# Selected excerpt:
——

[aarch64-port-dev ] 8133352: aarch64: generates constrained unpredictable instructions

Wed Aug 19 16:33:49 UTC 2015

Looks fine to me.

I did not see any comments from our colleges (from RH) who works on 
arm64. Are they agree with this change?

Thanks,
Vladimir

On 8/18/15 6:07 AM, Edward Nevill wrote:
> Hi,
>
> Given that there has been no objections to my proposed solution I have prepared a webrev based on this.
>
> http://cr.openjdk.java.net/~enevill/8133352/webrev.01
>
> The original jira issue is here
>
> https://bugs.openjdk.java.net/browse/JDK-8133352
>
> I have tested with jtreg hotspot and langtools. Results before and after were identical.
>
> Hotspot: Test results: passed: 883; failed: 2; error: 10
> Langtools: Test results: passed: 3,260; failed: 2
>
> Please review and if OK I will push,
>
> Thanks,
> Ed.

——

# Supplied information:
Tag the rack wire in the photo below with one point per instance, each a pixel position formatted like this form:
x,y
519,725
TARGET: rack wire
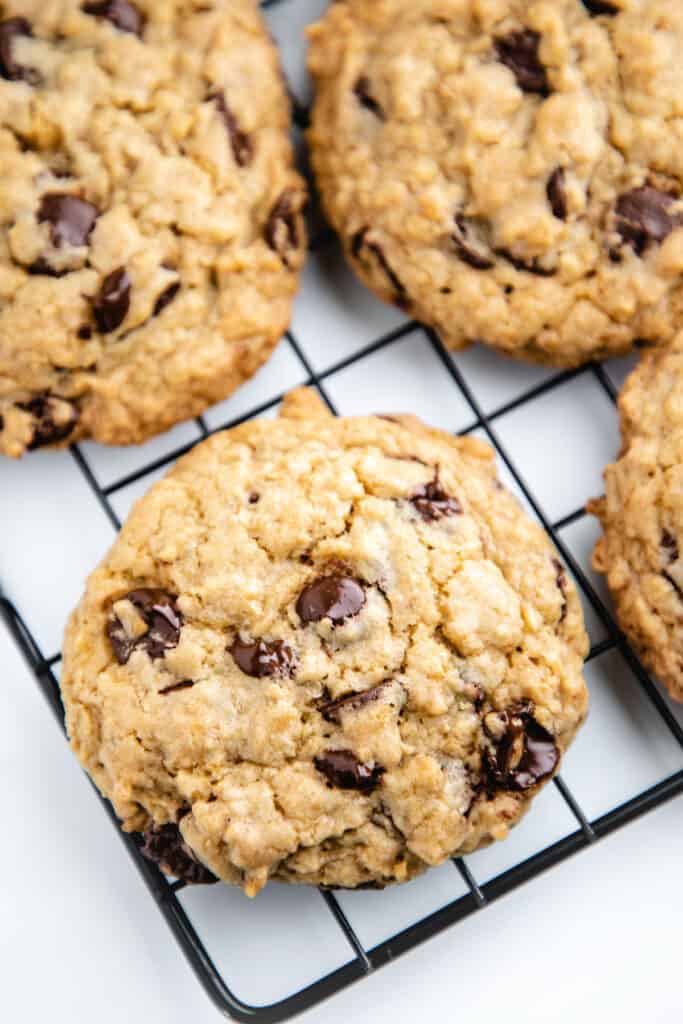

——

# Instructions:
(a) In the code review thread, why did Edward Nevill go ahead and prepare a webrev? Answer in one to three sentences.
(b) List every test result count given in the code review thread, along with the suite and the category each one belongs to.
(c) According to the code review thread, how did the test results from before and after the change compare?
Work only from the code review thread.

# Results of the tasks:
(a) He prepared the webrev because no one had objected to the solution he had proposed.

(b)
- Hotspot, passed: 883
- Hotspot, failed: 2
- Hotspot, error: 10
- Langtools, passed: 3,260
- Langtools, failed: 2

(c) They were identical.